*Fragmento del texto:*

########################################

Según el historiador Eric Hobsbawm, ese “corto siglo” habría terminado para Occidente con la caída del Muro de Berlín, después de dejar a toda una generación sepultada en las trincheras de la Primera Guerra Mundial y de haber visto el ascenso de los nacionalismos, de las revoluciones, de los fanatismos y de los populismos de trazo grueso que dividieron el mundo en buenos y malos, puros e impuros, virtuosos y corruptos. Pero para nosotros, en cambio, ese corto siglo se hizo largo, interminable, y sólo hasta que se produjo el acercamiento entre Washington y La Habana pareció dar sus últimos estertores. Como era previsible, el fin de una enemistad inútil que condenaba a Estados Unidos a ser visto como el malo de la película y a Cuba a petrificarse en la indigencia totalitaria, obligó a las Farc a tomar nota y a mover sus posiciones. La última guerrilla tenía que dejar la selva en el momento en que Cuba, el país que le sirvió de ejemplo, declinaba la retórica antiimperialista que había justificado insensateces económicas y la erosión de las libertades individuales.

########################################

*Datos proporcionados:*

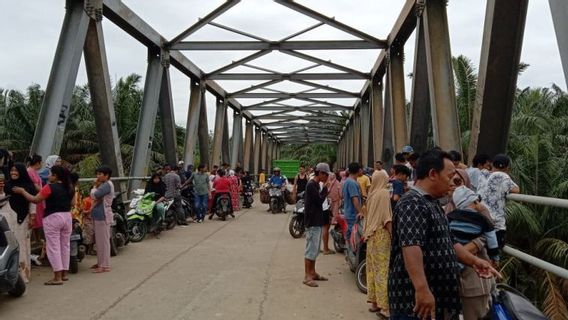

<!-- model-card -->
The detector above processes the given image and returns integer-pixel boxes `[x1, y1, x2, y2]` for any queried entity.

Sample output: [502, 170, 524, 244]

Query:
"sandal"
[302, 280, 319, 288]
[44, 279, 63, 286]
[314, 274, 329, 281]
[91, 268, 110, 273]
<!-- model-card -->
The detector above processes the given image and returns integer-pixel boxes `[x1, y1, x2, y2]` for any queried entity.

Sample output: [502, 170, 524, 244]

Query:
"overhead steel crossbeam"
[103, 0, 411, 142]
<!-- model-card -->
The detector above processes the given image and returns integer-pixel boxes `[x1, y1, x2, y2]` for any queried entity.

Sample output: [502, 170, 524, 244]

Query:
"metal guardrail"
[503, 194, 568, 279]
[79, 177, 150, 183]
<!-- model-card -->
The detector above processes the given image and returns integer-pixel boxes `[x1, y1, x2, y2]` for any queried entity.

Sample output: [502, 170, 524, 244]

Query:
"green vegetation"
[0, 56, 568, 319]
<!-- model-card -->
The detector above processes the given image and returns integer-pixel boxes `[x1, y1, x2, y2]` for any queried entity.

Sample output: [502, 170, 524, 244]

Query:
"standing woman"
[28, 154, 45, 230]
[363, 171, 392, 318]
[229, 170, 240, 212]
[5, 163, 37, 283]
[91, 166, 114, 273]
[12, 166, 73, 285]
[327, 174, 343, 224]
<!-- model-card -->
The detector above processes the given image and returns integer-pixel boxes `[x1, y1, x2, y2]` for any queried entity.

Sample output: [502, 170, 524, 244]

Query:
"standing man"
[162, 164, 187, 226]
[191, 164, 211, 223]
[342, 162, 363, 240]
[477, 154, 521, 249]
[388, 150, 499, 320]
[303, 163, 332, 287]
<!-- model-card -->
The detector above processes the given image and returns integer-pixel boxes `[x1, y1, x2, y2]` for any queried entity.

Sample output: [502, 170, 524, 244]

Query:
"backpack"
[491, 283, 548, 320]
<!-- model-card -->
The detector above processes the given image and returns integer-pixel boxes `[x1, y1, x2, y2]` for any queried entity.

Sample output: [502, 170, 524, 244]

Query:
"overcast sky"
[0, 0, 566, 138]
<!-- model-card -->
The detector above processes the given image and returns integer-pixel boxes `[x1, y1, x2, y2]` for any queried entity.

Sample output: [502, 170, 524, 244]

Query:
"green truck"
[272, 160, 300, 180]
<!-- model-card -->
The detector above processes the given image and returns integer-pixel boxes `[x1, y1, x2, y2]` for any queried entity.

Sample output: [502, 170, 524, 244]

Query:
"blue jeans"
[194, 194, 209, 220]
[345, 219, 357, 241]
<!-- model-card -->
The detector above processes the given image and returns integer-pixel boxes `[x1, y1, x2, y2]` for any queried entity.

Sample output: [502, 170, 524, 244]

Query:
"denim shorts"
[304, 227, 322, 261]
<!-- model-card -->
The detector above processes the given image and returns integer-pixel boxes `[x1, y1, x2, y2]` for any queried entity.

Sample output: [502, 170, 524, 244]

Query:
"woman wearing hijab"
[39, 155, 61, 185]
[144, 173, 166, 220]
[12, 166, 73, 286]
[229, 170, 240, 212]
[327, 174, 343, 223]
[28, 154, 45, 231]
[363, 171, 392, 318]
[5, 163, 37, 283]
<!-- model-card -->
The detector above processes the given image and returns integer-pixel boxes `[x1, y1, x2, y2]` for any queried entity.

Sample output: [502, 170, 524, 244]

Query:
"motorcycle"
[243, 184, 254, 209]
[288, 192, 306, 239]
[110, 192, 130, 257]
[0, 211, 26, 297]
[69, 219, 87, 273]
[126, 189, 164, 242]
[268, 186, 286, 213]
[213, 193, 233, 221]
[329, 214, 347, 253]
[346, 219, 367, 294]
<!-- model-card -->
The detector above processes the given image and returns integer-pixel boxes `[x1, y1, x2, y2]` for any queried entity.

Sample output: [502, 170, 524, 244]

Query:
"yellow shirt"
[357, 175, 371, 197]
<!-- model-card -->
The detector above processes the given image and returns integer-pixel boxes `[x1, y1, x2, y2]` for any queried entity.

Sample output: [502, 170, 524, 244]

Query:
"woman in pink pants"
[12, 166, 73, 285]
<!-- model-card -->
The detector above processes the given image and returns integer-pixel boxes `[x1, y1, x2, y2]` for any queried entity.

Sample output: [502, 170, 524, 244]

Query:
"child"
[448, 186, 499, 263]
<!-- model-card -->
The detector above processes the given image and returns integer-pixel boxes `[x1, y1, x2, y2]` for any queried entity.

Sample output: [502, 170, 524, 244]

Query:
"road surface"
[0, 202, 377, 320]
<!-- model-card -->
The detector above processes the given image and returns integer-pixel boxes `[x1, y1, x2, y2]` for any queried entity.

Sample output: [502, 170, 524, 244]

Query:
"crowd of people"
[302, 146, 520, 320]
[0, 150, 120, 285]
[0, 149, 253, 285]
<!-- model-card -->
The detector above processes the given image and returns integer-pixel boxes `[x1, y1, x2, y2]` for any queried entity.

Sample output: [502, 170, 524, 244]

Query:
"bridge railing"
[503, 194, 568, 279]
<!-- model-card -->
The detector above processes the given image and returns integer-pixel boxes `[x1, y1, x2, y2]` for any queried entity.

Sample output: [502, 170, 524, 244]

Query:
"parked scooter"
[69, 219, 87, 273]
[213, 193, 233, 221]
[126, 189, 163, 242]
[110, 192, 130, 257]
[288, 192, 306, 239]
[243, 183, 254, 209]
[0, 211, 26, 297]
[329, 214, 347, 253]
[268, 185, 286, 213]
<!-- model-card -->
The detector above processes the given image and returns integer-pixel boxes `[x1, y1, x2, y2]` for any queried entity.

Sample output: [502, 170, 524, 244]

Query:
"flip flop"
[302, 280, 319, 288]
[91, 268, 110, 273]
[314, 274, 329, 281]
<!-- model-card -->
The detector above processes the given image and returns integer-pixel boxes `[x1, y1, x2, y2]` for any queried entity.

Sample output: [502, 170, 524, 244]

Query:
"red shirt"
[213, 177, 231, 193]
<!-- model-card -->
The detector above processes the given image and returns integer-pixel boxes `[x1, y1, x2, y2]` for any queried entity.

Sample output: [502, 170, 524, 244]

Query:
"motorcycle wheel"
[110, 228, 118, 257]
[69, 256, 79, 274]
[288, 217, 305, 239]
[333, 235, 345, 253]
[128, 220, 148, 242]
[8, 275, 26, 298]
[355, 259, 367, 294]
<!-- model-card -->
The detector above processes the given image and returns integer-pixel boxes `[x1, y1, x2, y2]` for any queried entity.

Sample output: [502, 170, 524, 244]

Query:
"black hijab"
[4, 163, 37, 224]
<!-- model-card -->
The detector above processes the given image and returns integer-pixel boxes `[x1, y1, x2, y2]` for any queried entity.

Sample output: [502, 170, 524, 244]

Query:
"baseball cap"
[493, 153, 511, 169]
[402, 146, 414, 153]
[452, 186, 479, 209]
[316, 162, 331, 174]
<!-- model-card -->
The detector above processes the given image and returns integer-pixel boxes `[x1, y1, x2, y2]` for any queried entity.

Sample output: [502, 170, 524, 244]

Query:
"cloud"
[0, 0, 566, 141]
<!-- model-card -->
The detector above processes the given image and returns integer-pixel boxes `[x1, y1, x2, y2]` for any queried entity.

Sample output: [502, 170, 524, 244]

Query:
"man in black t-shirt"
[303, 163, 331, 287]
[388, 150, 499, 320]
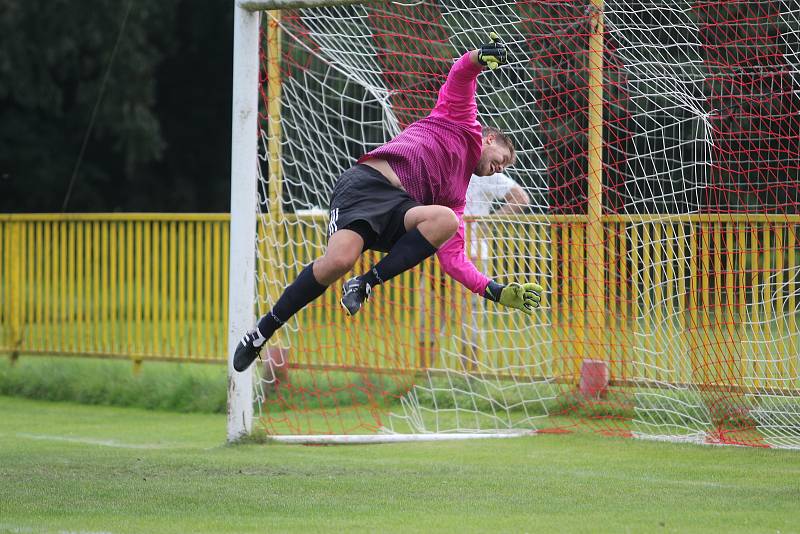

########################################

*Qué se pide:*
1. Enumera todos los fenómenos cuyo ascenso, según el fragmento sobre el corto siglo, presenció ese período.
2. Reanuda el fragmento sobre el corto siglo y el acercamiento entre Washington y La Habana a partir de su última oración.

*Respuestas:*
1. Los nacionalismos, las revoluciones, los fanatismos y los populismos de trazo grueso.

2.
Las dudas y temores que surgen ahora, ante la inminente transformación de las Farc en fuerza política, son lógicas y justificables. ¿Saldrán los guerrilleros reforzados después del proceso de paz? ¿Conseguirán imponer mediante la astucia política lo que no fueron capaces de lograr con la brutalidad de las armas? ¿Volverá a demostrarse, una vez más, que la manera de ganar impunidad en Colombia es prendiéndole fuego al monte y matando a mil en vez de a uno? Son dudas razonables, decía, pero no lo suficientemente poderosas como para desvirtuar ese gran logro que ha sido el inicio del fin de la guerra. Es posible que en un futuro cercano veamos a ex guerrilleros en lugares donde hubiéramos preferido no verlos, y casi seguro que sus rostros pasarán de las listas de los más buscados a los anuncios de propaganda política: son los famosos sapos que hemos de tragar. Pero tragables al fin y al cabo si con la firma de la paz se inicia un nuevo ciclo que saque a Colombia de ese grupito de tres o cuatro países que siguen atrapados en las disputas ideológicas del siglo XX.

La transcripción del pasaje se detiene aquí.